TASK DETAILS:
Beginning with the line containing "of the bare", give every line again exactly as it is, ending with the last line of the entries.

GIVEN RECORDS:
■ ■ ■
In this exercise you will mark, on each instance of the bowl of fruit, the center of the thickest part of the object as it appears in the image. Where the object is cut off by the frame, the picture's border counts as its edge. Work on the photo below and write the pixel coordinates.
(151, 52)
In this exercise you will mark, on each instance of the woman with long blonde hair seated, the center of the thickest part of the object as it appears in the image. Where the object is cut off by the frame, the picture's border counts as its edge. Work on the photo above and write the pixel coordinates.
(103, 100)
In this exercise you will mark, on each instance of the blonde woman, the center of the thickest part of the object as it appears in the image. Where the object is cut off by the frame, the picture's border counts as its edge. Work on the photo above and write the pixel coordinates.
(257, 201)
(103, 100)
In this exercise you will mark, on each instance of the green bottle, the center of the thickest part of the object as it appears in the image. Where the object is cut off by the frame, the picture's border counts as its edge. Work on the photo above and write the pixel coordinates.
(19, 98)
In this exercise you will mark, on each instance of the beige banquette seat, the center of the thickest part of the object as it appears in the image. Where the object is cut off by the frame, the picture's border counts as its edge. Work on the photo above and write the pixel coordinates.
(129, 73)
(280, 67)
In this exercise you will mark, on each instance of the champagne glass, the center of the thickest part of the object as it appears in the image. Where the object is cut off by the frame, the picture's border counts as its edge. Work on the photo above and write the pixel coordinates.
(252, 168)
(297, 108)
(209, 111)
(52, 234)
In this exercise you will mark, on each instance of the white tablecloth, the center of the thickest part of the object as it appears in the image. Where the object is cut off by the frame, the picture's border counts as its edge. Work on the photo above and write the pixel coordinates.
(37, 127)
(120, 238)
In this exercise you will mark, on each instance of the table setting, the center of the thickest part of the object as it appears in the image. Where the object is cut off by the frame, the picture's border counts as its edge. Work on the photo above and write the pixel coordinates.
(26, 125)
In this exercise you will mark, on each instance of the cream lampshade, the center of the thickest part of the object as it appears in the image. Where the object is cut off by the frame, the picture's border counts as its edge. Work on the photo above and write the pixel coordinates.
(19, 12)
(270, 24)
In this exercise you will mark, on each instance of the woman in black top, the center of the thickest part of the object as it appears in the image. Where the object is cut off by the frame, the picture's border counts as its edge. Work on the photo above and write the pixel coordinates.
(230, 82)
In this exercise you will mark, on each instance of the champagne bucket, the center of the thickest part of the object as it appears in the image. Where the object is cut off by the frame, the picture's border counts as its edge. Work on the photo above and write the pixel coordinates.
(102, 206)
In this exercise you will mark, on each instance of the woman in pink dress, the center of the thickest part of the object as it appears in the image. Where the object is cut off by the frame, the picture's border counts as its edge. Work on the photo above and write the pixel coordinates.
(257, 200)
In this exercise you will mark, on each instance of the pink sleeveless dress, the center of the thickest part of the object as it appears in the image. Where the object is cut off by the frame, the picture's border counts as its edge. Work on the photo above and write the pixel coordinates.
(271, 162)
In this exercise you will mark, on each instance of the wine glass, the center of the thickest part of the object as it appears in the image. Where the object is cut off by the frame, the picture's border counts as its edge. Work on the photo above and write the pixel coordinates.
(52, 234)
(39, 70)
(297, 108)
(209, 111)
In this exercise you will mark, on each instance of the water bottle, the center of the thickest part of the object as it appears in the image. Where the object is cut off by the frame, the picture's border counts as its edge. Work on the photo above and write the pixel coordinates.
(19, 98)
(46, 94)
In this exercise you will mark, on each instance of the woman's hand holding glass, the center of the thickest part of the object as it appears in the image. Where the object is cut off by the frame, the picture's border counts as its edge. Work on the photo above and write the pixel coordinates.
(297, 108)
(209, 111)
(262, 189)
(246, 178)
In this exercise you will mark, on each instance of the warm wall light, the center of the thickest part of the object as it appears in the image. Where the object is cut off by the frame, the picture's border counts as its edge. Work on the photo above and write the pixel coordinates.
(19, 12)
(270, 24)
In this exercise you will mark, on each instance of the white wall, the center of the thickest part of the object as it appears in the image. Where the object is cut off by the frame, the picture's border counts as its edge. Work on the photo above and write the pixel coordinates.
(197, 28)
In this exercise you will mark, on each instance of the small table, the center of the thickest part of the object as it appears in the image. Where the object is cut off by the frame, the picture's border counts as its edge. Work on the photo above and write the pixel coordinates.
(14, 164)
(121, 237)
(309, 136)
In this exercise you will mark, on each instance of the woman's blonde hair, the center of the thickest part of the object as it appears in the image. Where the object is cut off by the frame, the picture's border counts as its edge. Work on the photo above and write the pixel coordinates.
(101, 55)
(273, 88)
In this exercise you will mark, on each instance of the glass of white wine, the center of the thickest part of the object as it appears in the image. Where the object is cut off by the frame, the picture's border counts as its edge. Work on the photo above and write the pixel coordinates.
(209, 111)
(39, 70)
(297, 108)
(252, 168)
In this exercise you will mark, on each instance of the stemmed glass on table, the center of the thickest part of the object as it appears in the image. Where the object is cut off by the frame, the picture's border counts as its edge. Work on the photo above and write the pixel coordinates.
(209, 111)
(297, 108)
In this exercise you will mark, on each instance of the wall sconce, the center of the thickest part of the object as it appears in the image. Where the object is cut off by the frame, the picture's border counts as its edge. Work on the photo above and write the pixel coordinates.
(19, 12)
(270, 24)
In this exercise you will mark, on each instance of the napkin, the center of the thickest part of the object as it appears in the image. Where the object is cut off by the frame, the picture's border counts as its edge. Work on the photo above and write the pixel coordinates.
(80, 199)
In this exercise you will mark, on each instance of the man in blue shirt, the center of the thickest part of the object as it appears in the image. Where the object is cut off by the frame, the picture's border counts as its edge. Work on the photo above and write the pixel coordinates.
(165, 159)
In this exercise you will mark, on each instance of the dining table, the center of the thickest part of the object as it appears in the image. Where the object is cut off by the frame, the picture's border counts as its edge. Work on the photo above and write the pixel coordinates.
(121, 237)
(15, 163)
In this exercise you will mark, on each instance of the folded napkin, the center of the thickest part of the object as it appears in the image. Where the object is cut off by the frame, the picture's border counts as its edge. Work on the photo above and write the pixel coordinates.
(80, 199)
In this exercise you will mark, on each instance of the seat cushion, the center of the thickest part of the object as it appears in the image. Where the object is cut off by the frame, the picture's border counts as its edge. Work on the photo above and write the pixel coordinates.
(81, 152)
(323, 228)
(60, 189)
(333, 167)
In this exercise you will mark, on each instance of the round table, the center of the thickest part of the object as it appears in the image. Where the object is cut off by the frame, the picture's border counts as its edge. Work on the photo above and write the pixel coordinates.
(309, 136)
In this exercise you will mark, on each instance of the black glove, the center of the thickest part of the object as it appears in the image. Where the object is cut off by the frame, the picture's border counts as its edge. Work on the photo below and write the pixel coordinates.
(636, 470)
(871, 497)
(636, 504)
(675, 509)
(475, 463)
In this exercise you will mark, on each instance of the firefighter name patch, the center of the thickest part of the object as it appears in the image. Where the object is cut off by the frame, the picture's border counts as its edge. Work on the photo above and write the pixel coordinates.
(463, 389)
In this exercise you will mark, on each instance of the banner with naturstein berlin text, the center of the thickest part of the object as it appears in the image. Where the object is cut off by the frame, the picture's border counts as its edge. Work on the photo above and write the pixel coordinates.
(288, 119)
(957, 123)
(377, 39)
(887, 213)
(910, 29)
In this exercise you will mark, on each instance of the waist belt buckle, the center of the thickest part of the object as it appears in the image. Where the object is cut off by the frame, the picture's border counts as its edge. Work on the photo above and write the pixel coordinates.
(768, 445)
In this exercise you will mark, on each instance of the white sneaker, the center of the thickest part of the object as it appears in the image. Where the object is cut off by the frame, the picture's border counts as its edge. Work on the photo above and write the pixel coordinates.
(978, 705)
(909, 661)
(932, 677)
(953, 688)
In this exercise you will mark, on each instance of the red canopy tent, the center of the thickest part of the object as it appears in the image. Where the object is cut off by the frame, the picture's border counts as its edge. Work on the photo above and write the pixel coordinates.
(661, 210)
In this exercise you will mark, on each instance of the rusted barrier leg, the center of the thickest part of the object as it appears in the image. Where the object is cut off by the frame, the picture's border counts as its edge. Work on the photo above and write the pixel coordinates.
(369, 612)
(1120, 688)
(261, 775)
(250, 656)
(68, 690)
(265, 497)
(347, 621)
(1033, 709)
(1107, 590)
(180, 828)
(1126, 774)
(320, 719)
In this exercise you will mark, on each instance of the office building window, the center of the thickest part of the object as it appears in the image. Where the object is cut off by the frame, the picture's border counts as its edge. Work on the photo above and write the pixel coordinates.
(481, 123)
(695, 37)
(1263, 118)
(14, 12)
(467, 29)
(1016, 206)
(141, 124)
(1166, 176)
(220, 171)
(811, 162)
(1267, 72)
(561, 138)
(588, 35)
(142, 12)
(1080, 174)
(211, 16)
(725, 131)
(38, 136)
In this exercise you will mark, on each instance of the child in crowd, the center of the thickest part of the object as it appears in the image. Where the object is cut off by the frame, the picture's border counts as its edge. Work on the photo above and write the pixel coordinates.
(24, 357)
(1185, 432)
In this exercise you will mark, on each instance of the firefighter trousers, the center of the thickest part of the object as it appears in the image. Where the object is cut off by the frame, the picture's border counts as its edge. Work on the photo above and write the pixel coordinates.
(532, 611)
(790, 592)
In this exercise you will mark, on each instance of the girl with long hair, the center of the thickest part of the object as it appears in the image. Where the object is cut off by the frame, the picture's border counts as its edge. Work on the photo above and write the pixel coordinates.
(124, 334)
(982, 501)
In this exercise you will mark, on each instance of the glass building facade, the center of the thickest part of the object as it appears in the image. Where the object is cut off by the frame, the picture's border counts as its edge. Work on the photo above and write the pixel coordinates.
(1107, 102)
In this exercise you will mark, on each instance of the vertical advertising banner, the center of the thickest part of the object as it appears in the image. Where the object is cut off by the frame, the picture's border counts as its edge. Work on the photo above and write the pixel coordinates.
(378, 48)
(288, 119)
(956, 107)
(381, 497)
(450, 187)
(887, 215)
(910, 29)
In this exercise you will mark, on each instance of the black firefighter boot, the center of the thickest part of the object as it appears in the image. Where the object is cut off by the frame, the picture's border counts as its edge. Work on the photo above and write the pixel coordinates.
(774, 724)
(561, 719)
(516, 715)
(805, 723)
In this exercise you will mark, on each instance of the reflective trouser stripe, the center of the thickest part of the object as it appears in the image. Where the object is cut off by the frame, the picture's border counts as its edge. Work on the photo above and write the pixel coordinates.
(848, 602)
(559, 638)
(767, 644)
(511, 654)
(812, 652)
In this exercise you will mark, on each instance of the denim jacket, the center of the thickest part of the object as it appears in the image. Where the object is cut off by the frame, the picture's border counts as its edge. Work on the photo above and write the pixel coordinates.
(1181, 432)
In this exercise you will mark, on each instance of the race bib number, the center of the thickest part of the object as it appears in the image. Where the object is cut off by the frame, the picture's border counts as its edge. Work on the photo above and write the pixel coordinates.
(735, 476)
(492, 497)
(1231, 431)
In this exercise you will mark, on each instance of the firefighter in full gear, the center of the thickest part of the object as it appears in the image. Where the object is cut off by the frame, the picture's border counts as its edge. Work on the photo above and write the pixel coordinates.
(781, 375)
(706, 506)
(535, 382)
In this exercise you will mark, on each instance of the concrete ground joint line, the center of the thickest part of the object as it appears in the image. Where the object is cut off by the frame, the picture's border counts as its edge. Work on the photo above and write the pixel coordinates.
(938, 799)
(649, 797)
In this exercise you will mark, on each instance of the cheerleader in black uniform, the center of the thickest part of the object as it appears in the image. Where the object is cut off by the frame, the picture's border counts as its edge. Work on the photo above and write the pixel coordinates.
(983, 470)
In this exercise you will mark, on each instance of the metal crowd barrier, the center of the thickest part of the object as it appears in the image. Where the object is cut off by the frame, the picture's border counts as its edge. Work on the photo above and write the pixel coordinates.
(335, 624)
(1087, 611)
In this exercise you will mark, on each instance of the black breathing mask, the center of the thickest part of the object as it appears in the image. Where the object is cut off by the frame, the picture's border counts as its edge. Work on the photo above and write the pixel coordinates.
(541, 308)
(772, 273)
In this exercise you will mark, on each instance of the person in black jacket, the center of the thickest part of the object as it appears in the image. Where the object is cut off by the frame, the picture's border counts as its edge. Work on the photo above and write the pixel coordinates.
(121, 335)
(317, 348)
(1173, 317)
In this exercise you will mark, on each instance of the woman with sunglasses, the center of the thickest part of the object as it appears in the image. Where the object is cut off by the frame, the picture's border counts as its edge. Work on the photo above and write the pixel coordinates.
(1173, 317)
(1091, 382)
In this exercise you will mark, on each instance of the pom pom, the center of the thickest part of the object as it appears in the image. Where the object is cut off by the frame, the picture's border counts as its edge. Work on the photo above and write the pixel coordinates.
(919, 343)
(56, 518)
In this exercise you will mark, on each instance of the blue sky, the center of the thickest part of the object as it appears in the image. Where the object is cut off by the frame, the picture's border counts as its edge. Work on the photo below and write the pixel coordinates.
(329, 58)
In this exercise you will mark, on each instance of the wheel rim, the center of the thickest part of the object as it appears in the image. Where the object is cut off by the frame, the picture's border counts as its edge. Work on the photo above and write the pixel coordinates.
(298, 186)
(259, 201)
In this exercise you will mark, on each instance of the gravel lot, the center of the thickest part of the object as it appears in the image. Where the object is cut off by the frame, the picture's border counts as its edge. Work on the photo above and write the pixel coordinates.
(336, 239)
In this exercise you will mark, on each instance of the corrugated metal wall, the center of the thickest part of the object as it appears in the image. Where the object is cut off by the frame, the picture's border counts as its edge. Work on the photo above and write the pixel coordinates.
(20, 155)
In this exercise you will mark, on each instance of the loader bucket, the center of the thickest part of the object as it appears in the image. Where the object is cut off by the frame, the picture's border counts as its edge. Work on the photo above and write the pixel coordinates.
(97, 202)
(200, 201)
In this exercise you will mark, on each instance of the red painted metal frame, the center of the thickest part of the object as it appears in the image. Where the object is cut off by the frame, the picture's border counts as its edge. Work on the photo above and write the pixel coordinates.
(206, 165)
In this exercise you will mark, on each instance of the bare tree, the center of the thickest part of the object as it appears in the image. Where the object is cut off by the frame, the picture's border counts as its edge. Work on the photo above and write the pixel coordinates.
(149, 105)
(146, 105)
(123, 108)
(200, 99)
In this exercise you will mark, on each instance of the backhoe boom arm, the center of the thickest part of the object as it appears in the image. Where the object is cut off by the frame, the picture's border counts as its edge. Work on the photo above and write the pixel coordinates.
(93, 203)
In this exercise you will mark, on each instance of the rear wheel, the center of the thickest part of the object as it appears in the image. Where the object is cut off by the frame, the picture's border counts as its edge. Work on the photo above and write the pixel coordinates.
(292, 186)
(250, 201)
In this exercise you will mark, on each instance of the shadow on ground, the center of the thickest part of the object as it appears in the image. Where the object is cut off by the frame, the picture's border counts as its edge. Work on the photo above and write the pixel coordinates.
■ ■ ■
RESULT OF THE TASK:
In this exercise you will mark, on each instance of the bare tree, the center of the thickest part of the object as it appears in the image. Where the object is cut off by the frame, the picture's border counts as its edge. Work on the photo above and write the pixel coordinates.
(149, 105)
(146, 105)
(123, 108)
(200, 99)
In this exercise you will mark, on each instance of the backhoe boom arm, the center of the thickest part of the object as it appears in the image. Where the object is cut off by the frame, the picture's border counts as its edge. Work on the photo above and write the pixel coordinates.
(93, 203)
In this exercise you will mark, on each instance of the rear wheel, the center of the thickest part of the object as it appears in the image. Where the object is cut off by the frame, the picture's border counts as its edge. Work on the photo above and write the pixel coordinates.
(292, 186)
(250, 201)
In this exercise you will mark, on each instance of the shadow on ground, the center of the thickest part of the object as it appears in the image. Where the object is cut off by the frame, the picture's border counts as its edge. Work on the photo above and write the pixel coordinates.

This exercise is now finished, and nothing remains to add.